About this exercise: Word for word, retype each record shown below.

Point localization data:
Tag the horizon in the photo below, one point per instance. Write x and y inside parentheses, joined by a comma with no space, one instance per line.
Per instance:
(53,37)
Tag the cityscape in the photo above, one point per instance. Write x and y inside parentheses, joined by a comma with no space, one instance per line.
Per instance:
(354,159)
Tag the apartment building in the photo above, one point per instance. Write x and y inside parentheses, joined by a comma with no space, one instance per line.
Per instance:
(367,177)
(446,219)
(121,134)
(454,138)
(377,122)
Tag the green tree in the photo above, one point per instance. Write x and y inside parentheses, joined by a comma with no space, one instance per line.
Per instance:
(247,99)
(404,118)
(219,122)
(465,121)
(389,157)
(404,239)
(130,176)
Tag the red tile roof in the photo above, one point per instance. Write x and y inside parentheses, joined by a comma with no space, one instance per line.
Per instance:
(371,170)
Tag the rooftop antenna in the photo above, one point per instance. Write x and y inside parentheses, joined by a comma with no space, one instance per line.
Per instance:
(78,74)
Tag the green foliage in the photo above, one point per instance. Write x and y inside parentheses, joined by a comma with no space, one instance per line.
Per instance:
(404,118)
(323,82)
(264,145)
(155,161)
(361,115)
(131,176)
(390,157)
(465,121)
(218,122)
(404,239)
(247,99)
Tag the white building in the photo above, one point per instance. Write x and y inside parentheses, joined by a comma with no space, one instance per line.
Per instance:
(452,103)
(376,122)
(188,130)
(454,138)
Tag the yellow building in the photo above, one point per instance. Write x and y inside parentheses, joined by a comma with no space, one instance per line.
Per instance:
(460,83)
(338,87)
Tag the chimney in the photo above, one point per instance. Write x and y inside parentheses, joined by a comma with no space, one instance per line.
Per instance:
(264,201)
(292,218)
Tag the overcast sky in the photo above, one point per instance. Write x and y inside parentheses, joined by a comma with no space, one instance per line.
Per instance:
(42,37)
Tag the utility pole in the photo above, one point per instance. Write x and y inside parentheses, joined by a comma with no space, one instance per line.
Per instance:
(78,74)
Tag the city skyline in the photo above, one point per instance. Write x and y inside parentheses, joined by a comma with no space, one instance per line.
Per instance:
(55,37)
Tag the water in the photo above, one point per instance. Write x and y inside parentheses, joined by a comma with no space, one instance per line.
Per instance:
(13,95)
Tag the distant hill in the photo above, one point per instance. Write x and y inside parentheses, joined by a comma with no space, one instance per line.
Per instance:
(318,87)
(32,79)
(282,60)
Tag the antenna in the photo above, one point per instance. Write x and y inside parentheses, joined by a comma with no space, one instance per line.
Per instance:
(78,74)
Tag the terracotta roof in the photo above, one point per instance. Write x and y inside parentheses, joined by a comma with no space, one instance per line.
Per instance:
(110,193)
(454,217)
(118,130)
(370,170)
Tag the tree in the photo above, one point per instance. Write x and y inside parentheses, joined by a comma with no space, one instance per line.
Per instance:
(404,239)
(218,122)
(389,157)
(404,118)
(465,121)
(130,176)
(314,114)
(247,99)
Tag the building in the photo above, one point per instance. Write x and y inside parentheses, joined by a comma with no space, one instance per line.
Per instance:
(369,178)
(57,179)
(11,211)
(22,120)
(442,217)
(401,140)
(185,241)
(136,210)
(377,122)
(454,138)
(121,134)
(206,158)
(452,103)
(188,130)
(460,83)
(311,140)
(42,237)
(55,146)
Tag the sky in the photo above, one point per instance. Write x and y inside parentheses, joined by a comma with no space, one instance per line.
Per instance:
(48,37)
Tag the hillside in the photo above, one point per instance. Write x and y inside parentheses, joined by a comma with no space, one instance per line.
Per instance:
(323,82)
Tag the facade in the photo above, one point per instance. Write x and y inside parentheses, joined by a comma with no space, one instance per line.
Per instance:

Expected answer:
Tag the horizon in the photo below, one point per instance. Write x and y inside parentheses, joined by a comma with no space, one instance per line.
Per instance:
(53,37)
Tag the cityscape in the photo above, one point per instance. Write x and y inside parentheses, joined by a comma with no space, one instance per line.
Per instance:
(354,159)
Tag the apartment building in the photo above, one point per instance. Write x and y inside parentheses, joined by a comma with no space, one instance per line.
Per instance:
(367,177)
(446,219)
(121,134)
(454,138)
(377,122)
Tag the green tree in the photo above, one point per instance. Write x and y inside parentheses, joined by a comma with no space, one instance per line.
Per instance:
(247,99)
(404,118)
(219,122)
(465,121)
(389,157)
(404,239)
(130,176)
Tag the red tile roof in the photo above, one point per instance. Write x and y inside parentheses, joined by a comma with no space, one instance per line.
Per instance:
(371,170)
Tag the rooftop antenna in the photo above, one point per instance. Write x and y inside parentheses, joined by a comma with no space, one instance per line.
Per instance:
(78,74)
Tag the green foliage in the photo above, one point per instance. Write x and y inside parentheses, joined by a comma with no space, one instance per line.
Per instance:
(404,118)
(323,82)
(264,145)
(155,161)
(361,115)
(131,176)
(390,157)
(465,121)
(218,122)
(404,239)
(247,99)
Tag the white building in the photo above, one point per instance. Write x and y inside parentheses, joined by a comma with no space, one instance per line.
Per instance:
(452,103)
(376,122)
(188,130)
(454,138)
Tag the yellow building in the photo above, one point per instance. Write x and y inside parentheses, joined by a comma with no space, one instance per line.
Per instance:
(460,83)
(338,87)
Tag the chimney in the photo above, one point per instance. Write x and y inside parentheses, joined by a comma with no space, one instance per line.
Per instance:
(264,201)
(292,218)
Tag the overcast sky in the photo above, one point per instance. Write x and y inside parentheses, joined by a comma with no space, one instance per line.
Per instance:
(42,37)
Tag the utility pole in the photo above, one point per instance. Write x and y inside parentheses, joined by a comma with no space, one instance per line.
Per instance:
(78,74)
Tag the city skyline in the photo above, one point per instance. Write x and y inside parentheses, joined by a comma with no space, one instance per line.
Per instance:
(55,37)
Tag the water in the photo above, one point per instance. Write x and y inside parentheses, joined by a comma with no space, one instance per line.
Per instance:
(13,95)
Tag the distant hill in the photo above, one point per instance. Write x and y inside parentheses, joined by a comma with no space, one instance per line.
Per instance:
(318,87)
(32,79)
(282,60)
Tag the antenna in the photo above, one point per instance. Write x and y inside parentheses, joined by a comma with no space, one instance per line.
Per instance:
(78,74)
Tag the terracotta roof in the photo above, one point per instance. Write x and y inside parentheses, joined by a comma with no space, one instance per line.
Per instance:
(110,193)
(454,217)
(118,130)
(370,170)
Tag the tree in the photo above, one point per instance. Write x and y inside parentheses, joined by a comma with no space, one instance per line.
Per instance:
(404,239)
(218,122)
(389,157)
(404,118)
(465,121)
(130,176)
(314,114)
(247,99)
Tag the building in the photo above, one point per instance. Write x and y inside parentheses, joined by a comma with no space, one instance per line.
Per instance:
(369,178)
(57,179)
(11,211)
(22,120)
(442,217)
(401,140)
(185,241)
(136,210)
(377,122)
(454,138)
(121,134)
(206,158)
(452,103)
(188,130)
(460,83)
(311,140)
(42,237)
(55,146)
Tag the sky in the photo above, one point per instance. Write x and y inside parentheses, joined by a comma with no space, one instance per line.
Per instance:
(48,37)
Tag the hillside in the photo above, one point per instance. Write x and y inside parentheses, joined by a comma with no space, one instance per line.
Per instance:
(323,82)
Tag the facade in the photo above, one point per instance. Write x and y inside parentheses, joined by a comma with no space, one instance per line.
Per instance:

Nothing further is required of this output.